Exercise instructions:
Count how many lines of the records contain the string "yellow" and state only that number.

(Data records)
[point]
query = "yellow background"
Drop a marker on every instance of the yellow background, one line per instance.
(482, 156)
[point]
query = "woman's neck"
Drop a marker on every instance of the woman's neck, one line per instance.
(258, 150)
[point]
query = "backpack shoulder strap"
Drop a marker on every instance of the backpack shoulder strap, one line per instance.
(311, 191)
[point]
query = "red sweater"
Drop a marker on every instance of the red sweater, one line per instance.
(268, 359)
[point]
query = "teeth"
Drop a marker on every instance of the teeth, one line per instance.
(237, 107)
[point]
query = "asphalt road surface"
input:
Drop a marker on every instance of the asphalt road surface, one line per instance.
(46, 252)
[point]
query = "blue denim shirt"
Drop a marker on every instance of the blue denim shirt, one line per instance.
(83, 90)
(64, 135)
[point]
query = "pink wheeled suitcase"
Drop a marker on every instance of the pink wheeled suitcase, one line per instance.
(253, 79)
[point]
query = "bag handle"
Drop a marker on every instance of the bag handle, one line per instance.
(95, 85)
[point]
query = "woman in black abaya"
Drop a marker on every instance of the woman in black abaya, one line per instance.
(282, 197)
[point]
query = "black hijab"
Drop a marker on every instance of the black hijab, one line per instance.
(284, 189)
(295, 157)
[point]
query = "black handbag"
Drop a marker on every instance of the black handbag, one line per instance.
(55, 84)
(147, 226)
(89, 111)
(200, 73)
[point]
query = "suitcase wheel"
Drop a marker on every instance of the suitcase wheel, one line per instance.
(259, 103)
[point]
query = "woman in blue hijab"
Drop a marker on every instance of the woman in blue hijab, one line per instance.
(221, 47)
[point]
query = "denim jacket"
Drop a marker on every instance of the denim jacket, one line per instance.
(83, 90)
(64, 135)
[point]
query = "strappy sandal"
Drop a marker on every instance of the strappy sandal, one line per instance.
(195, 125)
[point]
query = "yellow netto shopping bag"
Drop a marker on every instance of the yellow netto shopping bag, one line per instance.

The result:
4